- [GIVEN PROBLEM] Please list every column heading in the Parameters table of the function documentation below.

- [EXCERPT TO READ]
'''

The primary and first data loading method, called by DataParameters.retrieve, it returns a DataArray (which can be quite large) containing everything requested by the user (which is stored in 'selections').

Parameters:

Name	Type	Description	Default
`selections`	`DataParameters`	object holding user's selections	required

Returns:

Name	Type	Description
`da`	`DataArray`	output data

Source code in climakitae/core/data_load.py

def read_catalog_from_select(selections: "DataParameters") -> xr.DataArray:
    """The primary and first data loading method, called by
    DataParameters.retrieve, it returns a DataArray (which can be quite large)
    containing everything requested by the user (which is stored in 'selections').

    Parameters
    ----------
    selections : DataParameters
        object holding user's selections

    Returns
    -------
    da : xr.DataArray
        output data

    """

'''

- [SOURCE MATERIAL]
'''

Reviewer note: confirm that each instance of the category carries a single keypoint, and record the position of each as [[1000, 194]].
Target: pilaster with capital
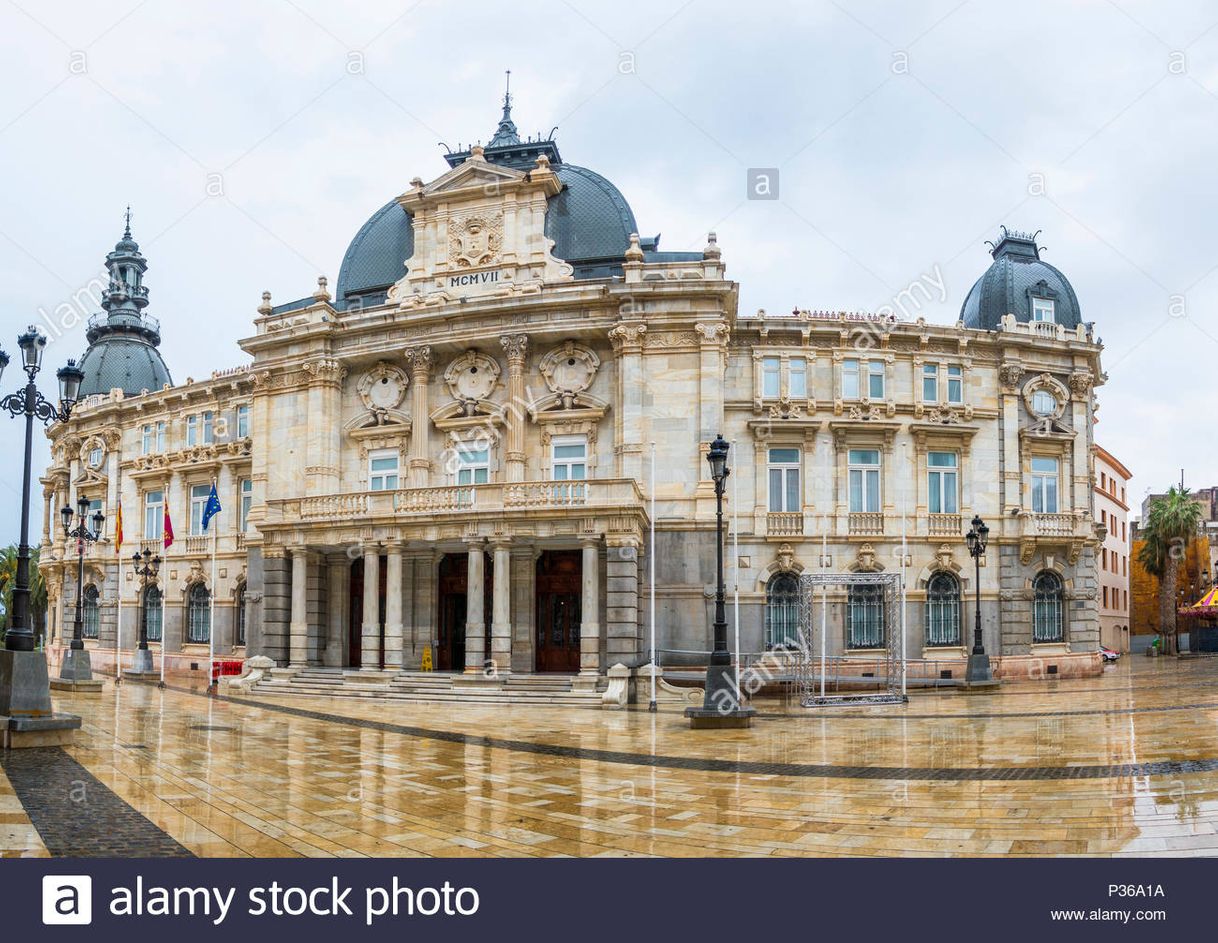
[[515, 346]]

'''

- [EXPECTED OUTPUT] Name, Type, Description, Default